* [Task details] Output nothing but the lines from the beginning of the listing below through the line containing "target: red seal stamp", exactly as they stand, without pictures.

* [Information given]
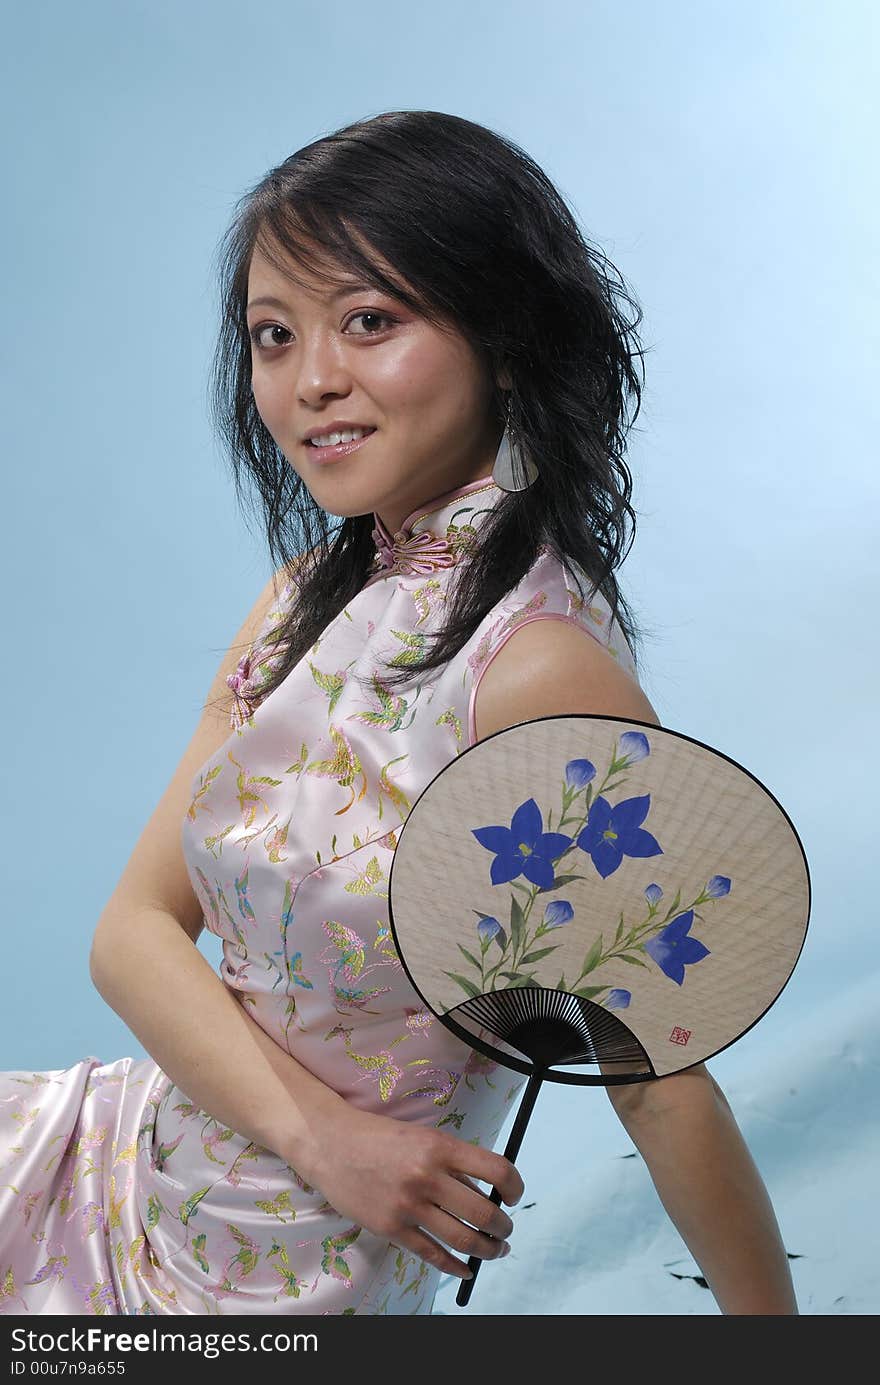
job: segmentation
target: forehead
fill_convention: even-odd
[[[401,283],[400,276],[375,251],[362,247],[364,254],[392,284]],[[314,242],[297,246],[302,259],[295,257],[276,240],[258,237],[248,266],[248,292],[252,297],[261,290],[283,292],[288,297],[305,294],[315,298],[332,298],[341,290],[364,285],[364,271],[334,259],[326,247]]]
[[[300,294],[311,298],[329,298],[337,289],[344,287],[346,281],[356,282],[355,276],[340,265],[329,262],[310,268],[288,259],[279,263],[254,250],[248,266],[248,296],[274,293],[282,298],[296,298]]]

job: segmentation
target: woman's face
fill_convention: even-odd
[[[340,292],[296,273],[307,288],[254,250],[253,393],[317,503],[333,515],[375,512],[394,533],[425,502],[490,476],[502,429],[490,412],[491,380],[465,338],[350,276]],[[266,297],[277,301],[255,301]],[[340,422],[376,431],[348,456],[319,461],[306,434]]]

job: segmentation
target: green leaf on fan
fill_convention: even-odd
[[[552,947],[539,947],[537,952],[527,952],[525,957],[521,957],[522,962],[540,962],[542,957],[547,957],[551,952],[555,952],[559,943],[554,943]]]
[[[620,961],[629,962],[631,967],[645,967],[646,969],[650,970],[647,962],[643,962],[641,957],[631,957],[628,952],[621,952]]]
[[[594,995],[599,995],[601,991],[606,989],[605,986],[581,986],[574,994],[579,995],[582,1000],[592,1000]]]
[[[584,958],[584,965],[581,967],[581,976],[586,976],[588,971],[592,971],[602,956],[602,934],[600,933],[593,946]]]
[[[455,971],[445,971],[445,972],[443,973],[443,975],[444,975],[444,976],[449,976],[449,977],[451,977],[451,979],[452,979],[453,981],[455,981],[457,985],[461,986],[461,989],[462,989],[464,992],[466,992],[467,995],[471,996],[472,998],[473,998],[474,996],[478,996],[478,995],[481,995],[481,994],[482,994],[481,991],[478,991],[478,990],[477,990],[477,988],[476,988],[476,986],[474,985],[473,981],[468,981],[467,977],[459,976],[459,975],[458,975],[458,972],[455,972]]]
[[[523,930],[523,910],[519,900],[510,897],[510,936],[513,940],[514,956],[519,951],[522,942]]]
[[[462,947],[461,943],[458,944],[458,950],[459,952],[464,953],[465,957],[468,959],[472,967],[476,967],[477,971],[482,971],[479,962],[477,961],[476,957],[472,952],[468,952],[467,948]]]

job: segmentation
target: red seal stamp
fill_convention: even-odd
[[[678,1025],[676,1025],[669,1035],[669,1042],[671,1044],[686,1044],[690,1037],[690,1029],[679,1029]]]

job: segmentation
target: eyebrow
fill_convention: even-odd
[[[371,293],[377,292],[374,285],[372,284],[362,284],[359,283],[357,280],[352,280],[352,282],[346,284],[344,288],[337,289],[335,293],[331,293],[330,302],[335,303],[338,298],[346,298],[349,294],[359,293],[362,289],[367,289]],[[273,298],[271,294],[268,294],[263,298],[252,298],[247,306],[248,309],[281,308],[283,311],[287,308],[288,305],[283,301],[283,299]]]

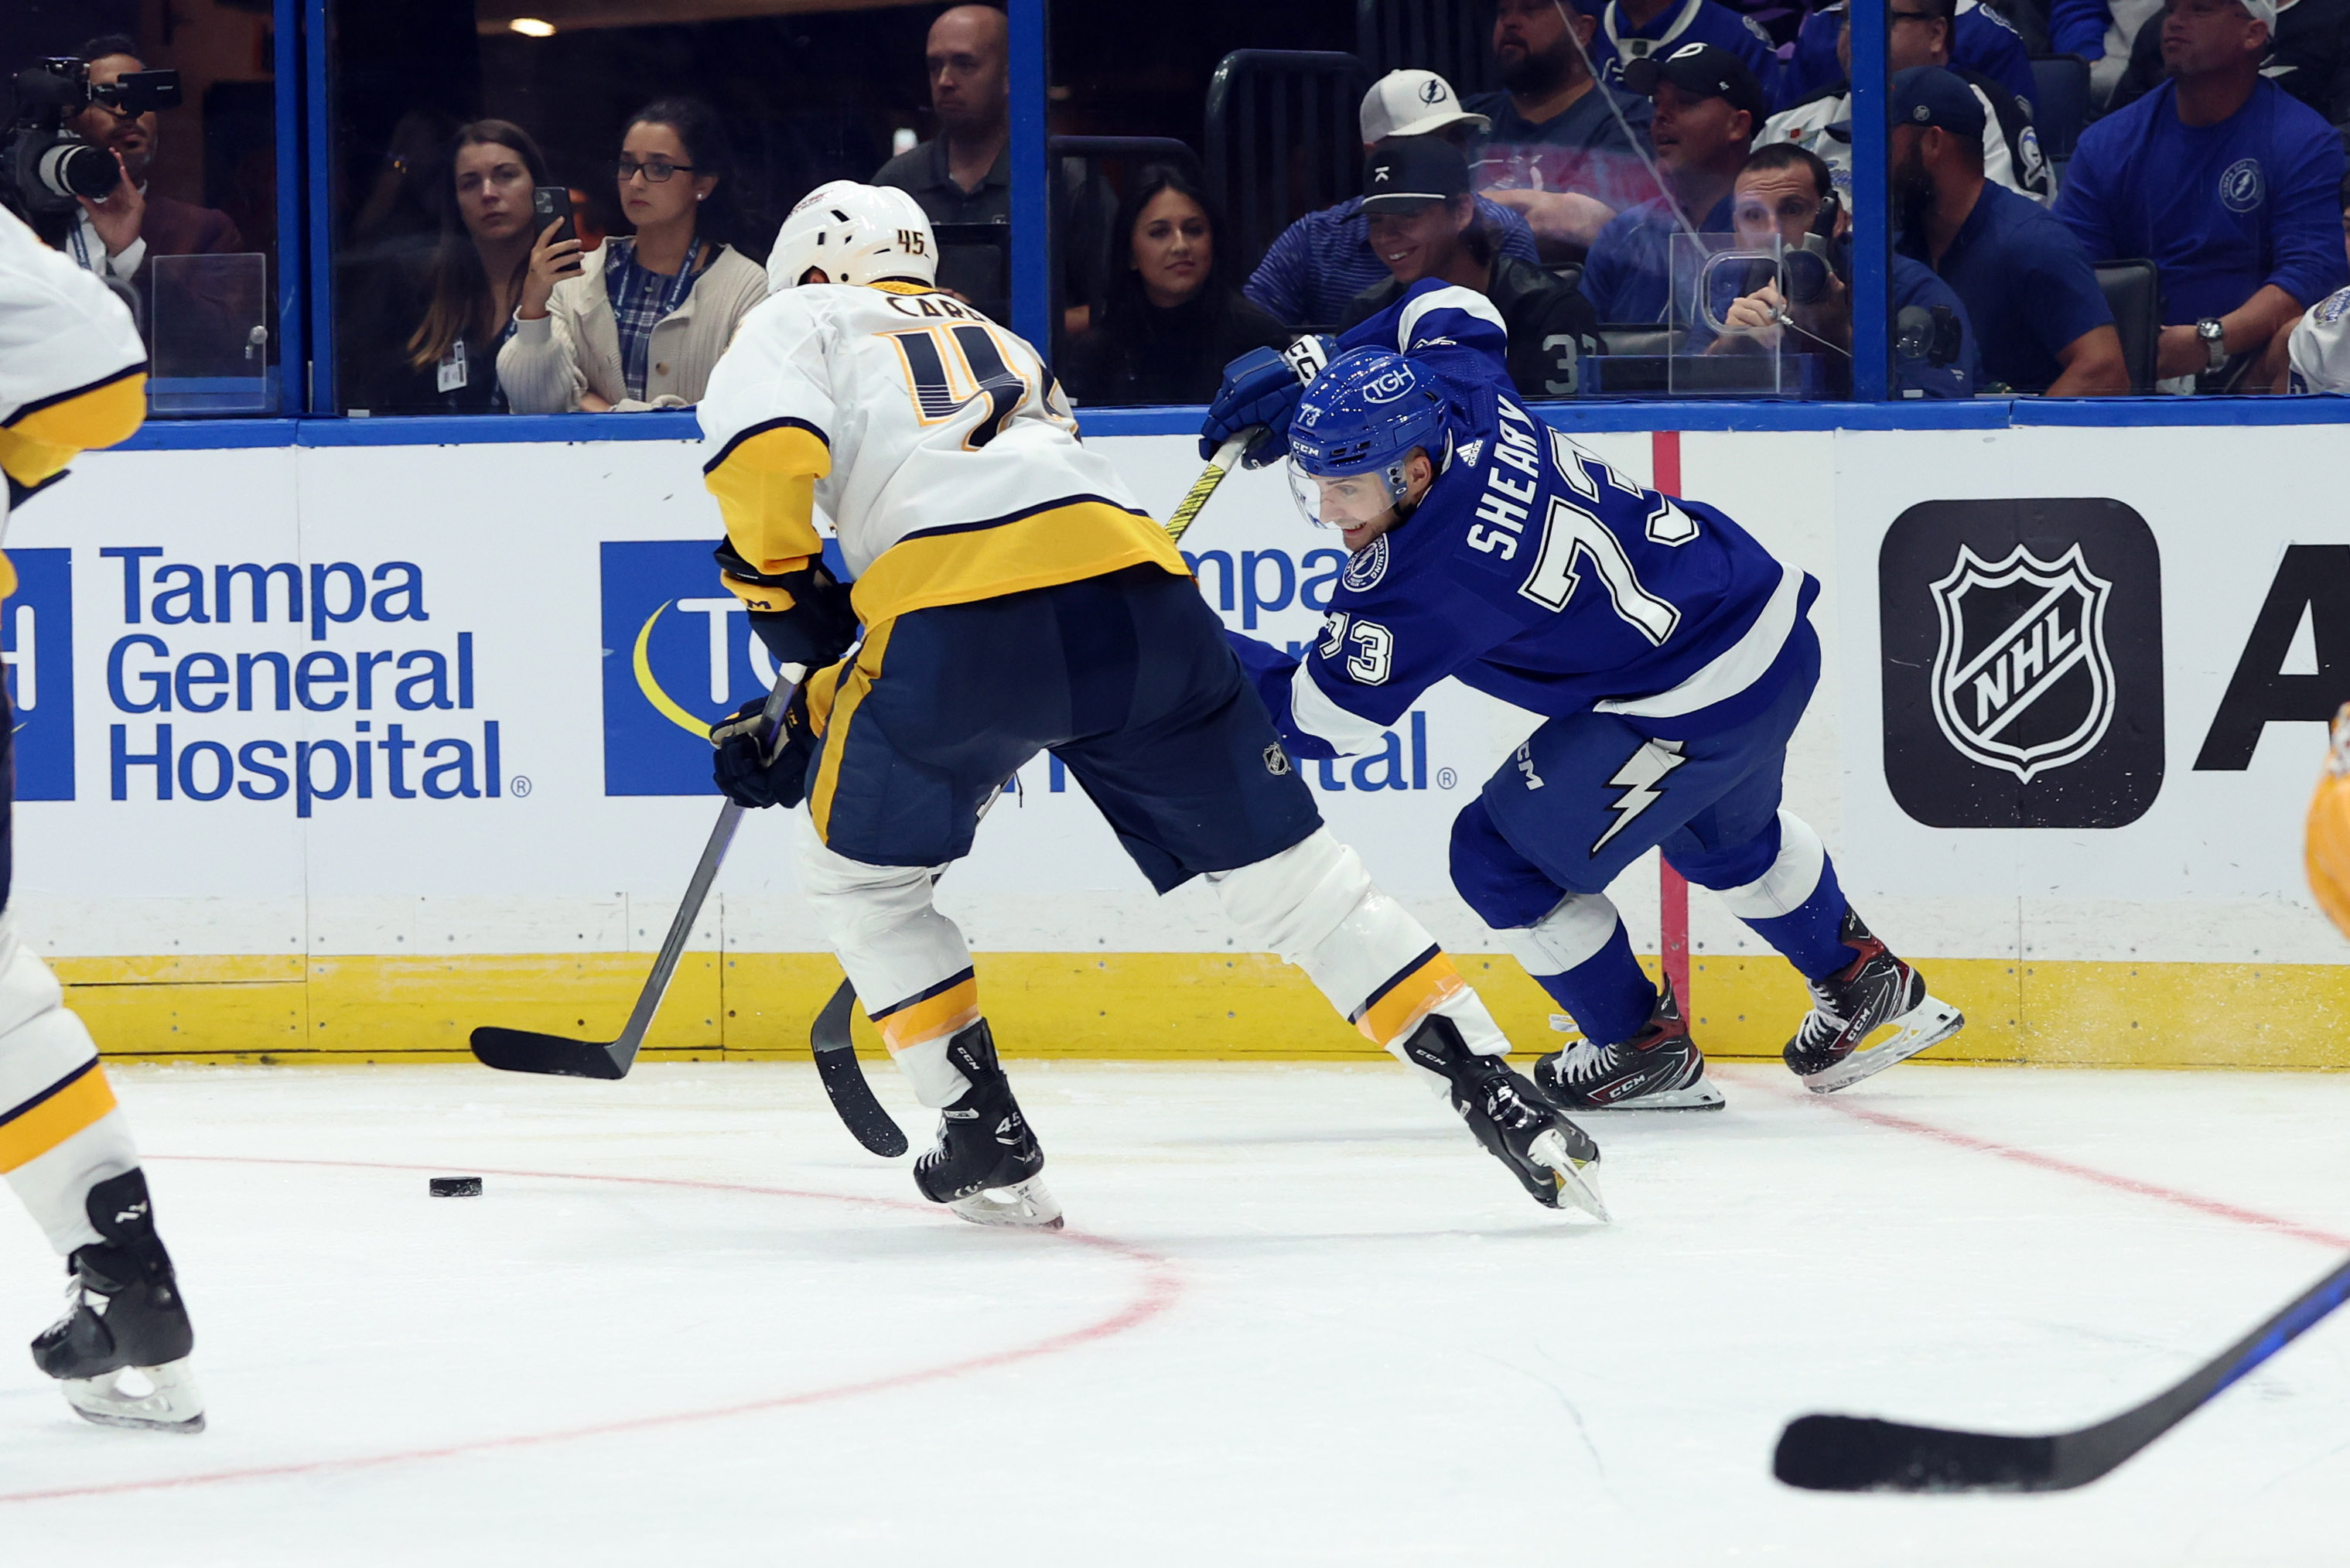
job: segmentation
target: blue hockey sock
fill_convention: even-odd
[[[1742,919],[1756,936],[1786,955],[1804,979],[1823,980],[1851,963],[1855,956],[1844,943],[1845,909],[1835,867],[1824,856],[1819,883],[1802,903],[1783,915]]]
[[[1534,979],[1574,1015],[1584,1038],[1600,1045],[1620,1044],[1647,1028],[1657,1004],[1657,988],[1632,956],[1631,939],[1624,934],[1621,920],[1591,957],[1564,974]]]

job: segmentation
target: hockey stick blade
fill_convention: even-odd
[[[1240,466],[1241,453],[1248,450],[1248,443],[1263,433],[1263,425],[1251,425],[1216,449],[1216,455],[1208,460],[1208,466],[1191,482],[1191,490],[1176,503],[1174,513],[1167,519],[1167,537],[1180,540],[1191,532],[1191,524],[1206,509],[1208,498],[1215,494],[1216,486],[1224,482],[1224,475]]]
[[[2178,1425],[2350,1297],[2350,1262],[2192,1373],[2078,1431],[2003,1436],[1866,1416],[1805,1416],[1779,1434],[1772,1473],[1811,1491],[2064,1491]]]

* [Answer to this task]
job: segmentation
target: forehead
fill_convention: even-odd
[[[401,283],[400,276],[375,251],[362,247],[364,254],[392,284]],[[314,242],[297,246],[302,259],[295,257],[276,240],[258,237],[248,266],[248,292],[252,297],[261,290],[283,292],[288,297],[305,294],[315,298],[332,298],[341,290],[364,285],[364,271],[334,259],[326,247]]]
[[[300,294],[311,298],[329,298],[337,289],[344,287],[346,281],[356,282],[355,276],[340,265],[329,262],[310,268],[288,259],[279,263],[254,250],[248,266],[248,296],[274,293],[282,298],[296,298]]]

job: segmentation
target: woman's face
fill_convention: even-odd
[[[340,292],[296,273],[307,288],[254,250],[253,393],[317,503],[333,515],[375,512],[394,533],[425,502],[490,476],[502,429],[490,412],[491,380],[465,338],[350,276]],[[266,297],[277,301],[255,301]],[[340,422],[376,431],[348,456],[319,461],[306,434]]]

job: segmentation
target: green leaf on fan
fill_convention: even-odd
[[[552,947],[539,947],[537,952],[527,952],[525,957],[521,957],[522,962],[540,962],[542,957],[547,957],[551,952],[555,952],[559,943],[554,943]]]
[[[620,961],[629,962],[631,967],[645,967],[646,969],[650,970],[647,962],[643,962],[641,957],[631,957],[628,952],[621,952]]]
[[[594,995],[599,995],[601,991],[606,989],[605,986],[581,986],[574,994],[579,995],[582,1000],[592,1000]]]
[[[584,958],[584,965],[581,967],[581,976],[586,976],[588,971],[592,971],[602,956],[602,934],[600,933],[593,946]]]
[[[455,971],[445,971],[445,972],[443,973],[443,975],[444,975],[444,976],[449,976],[449,977],[451,977],[451,979],[452,979],[453,981],[455,981],[457,985],[461,986],[461,989],[462,989],[464,992],[466,992],[467,995],[471,996],[472,998],[473,998],[474,996],[478,996],[478,995],[481,995],[481,994],[482,994],[481,991],[478,991],[478,990],[477,990],[477,988],[476,988],[476,986],[474,985],[473,981],[468,981],[467,977],[459,976],[459,975],[458,975],[458,972],[455,972]]]
[[[523,930],[523,910],[519,900],[510,897],[510,936],[513,940],[514,956],[519,951],[522,942]]]
[[[462,947],[461,943],[458,944],[458,950],[459,952],[464,953],[465,957],[468,959],[472,967],[476,967],[477,971],[482,971],[479,962],[477,961],[476,957],[472,952],[468,952],[467,948]]]

job: segmentation
target: red seal stamp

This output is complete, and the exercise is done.